■ EXERCISE INSTRUCTIONS
In the race report, why did Lewis Hamilton retire?

■ READING PASSAGE
• • • • •

Perez chased, but Leclerc kept up a good pace. On tyres 12 laps newer, Perez was around 0.7sec a lap faster. But that wasn’t quite enough, especially after he was again delayed – this time lapping the dicing Alex Albon and Pierre Gasly.

So Verstappen won, not all that far clear of Leclerc, who thus prevailed over Perez in the battle for second in the championship. The Mercs were not on the pace of either Red Bull or Ferrari around a circuit which punishes their greater drag more than recent tracks and it was all a two-stopping George Russell could do to stay within 5sec of the two-stopping fourth place Ferrari of Carlos Sainz. Before retiring with no hydraulic pressure, Lewis Hamilton had been attempting a one-stop strategy and was running fourth, but being caught hand-over-fist by Sainz on tyres 21 laps newer and looked certain to be passed. His retirement promoted Lando Norris’s McLaren to a lonely sixth, his second stop late enough that he was able to set the race’s fastest lap.

Sebastian Vettel stands on his Aston Martin and wvaes to the crowd after his final F1 race at the 2022 Abu Dhabi Grand Prix

Vettel salutes the crowd at the scene of his first championship win in 2010

Dan Istitene/F1 via Getty Images

Esteban Ocon’s Alpine, Lance Stroll’s Aston Martin, Daniel Ricciardo’s McLaren and Vettel’s Aston Martin completed the points scorers, and that result completed Vettel’s career (and perhaps Ricciardo’s too?).

Afterwards Perez seemed sanguine about how things had panned out in a way which saw him beaten by a slower car, partly as a result of the team prioritising the smooth running of Verstappen’s race. But he wasn’t shy of pointing it out.  “Ferrari and Charles did a fantastic race. They have great tyre management. And they were stronger than us, especially on that first stint where [my tyre] died towards the end. That made it a little bit tricky, our strategy. It was that second stint, while I was behind Max, Max was on a one-stop, I was on a two-stop, and then I ended-up not being able to, to maximise this stint, and I couldn’t push as much as we should have pushed on that second stint.”

• • • • •

■ DATA RECORDS

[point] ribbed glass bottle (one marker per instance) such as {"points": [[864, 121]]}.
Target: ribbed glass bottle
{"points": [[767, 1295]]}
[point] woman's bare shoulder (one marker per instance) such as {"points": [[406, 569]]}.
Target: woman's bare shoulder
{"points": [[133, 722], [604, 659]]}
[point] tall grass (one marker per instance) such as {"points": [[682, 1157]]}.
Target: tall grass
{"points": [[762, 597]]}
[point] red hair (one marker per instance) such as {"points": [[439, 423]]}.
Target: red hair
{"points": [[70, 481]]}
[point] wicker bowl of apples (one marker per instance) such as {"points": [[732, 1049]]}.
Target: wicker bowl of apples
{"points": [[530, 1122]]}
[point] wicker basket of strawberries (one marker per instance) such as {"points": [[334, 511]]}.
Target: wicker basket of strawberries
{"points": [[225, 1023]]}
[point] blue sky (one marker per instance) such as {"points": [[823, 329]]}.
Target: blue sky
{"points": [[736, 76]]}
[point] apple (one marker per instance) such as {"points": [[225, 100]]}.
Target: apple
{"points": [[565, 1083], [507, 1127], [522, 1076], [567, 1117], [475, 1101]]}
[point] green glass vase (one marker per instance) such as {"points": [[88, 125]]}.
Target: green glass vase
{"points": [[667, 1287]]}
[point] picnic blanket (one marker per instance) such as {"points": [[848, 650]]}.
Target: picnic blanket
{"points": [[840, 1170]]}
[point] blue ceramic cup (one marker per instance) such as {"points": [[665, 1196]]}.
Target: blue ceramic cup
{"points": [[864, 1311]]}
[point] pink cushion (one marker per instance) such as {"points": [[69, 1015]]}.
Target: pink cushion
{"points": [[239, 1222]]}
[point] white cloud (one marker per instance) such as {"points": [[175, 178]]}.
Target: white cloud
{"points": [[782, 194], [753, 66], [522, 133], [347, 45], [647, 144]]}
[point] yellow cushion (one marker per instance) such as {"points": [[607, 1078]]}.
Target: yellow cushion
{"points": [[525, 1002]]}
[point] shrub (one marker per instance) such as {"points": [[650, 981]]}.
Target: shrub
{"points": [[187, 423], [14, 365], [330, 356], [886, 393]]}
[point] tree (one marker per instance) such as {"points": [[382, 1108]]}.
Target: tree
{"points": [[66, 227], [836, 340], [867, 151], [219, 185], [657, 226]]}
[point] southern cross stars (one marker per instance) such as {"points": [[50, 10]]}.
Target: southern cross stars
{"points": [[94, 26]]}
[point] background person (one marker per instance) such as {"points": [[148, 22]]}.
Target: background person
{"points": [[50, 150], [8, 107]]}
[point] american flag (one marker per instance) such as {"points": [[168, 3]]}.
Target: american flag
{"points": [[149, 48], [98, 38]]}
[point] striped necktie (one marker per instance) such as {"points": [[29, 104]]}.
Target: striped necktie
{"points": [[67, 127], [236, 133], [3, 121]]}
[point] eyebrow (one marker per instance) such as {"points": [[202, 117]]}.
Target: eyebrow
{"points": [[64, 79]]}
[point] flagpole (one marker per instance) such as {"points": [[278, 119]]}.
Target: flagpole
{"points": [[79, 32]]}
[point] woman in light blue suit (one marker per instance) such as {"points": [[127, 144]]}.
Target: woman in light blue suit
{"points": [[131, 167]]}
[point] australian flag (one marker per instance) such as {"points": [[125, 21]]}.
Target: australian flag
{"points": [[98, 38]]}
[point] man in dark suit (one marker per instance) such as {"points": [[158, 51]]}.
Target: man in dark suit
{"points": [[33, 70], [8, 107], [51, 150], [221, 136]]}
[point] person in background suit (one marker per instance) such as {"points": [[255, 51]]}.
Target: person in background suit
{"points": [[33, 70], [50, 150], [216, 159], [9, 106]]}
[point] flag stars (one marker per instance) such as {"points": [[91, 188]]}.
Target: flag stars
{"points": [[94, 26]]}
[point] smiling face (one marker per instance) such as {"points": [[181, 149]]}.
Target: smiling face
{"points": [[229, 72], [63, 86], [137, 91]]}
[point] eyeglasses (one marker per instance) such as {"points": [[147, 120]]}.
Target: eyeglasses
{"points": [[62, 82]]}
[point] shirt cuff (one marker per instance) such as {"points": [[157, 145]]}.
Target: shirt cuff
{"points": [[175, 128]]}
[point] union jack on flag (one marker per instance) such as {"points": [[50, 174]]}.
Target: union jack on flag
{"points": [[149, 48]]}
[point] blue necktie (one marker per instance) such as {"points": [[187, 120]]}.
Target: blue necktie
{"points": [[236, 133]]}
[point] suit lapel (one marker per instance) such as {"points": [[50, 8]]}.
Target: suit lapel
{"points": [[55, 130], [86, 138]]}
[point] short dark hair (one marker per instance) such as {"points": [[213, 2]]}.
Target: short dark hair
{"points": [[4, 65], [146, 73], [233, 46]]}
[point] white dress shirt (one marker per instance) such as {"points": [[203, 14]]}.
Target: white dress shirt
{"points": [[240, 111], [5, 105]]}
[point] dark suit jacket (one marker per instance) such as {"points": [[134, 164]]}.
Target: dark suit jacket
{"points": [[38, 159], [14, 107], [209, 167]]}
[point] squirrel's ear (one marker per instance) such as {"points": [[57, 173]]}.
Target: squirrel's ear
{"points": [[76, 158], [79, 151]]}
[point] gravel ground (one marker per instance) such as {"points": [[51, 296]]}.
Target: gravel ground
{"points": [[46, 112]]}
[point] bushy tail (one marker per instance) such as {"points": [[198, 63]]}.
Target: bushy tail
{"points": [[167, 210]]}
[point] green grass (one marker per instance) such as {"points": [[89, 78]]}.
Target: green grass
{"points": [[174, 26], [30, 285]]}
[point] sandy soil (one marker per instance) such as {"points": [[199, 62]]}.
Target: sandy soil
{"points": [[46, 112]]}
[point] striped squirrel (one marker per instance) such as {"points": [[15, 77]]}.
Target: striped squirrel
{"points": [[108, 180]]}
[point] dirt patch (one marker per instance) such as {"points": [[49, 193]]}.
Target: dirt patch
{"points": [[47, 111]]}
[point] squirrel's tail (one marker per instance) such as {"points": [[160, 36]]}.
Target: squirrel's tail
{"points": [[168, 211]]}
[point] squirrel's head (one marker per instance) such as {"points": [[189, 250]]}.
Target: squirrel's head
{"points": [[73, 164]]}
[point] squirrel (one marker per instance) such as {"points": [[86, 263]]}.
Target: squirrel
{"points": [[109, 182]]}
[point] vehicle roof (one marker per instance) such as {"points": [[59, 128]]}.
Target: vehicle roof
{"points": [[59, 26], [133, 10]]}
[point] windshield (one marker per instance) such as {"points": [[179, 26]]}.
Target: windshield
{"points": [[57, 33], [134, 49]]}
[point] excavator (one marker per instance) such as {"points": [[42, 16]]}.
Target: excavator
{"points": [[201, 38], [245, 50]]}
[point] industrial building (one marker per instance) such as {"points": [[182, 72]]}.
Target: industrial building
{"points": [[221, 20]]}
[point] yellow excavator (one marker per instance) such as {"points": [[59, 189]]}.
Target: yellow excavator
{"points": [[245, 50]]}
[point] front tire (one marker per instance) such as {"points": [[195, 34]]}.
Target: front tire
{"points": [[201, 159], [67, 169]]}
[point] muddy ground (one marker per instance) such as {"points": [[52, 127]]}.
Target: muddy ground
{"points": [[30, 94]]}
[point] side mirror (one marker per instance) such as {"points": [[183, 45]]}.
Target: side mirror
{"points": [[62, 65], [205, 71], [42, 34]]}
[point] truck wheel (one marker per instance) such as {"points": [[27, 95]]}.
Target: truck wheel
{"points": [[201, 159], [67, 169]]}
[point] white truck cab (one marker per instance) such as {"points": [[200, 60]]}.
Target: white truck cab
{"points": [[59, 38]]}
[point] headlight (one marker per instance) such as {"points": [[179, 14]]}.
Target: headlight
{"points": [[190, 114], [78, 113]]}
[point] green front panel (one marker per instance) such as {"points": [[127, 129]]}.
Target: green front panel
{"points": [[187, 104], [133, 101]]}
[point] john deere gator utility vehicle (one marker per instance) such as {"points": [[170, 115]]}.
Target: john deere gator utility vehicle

• • • • •

■ WRITTEN ANSWER
He retired with no hydraulic pressure.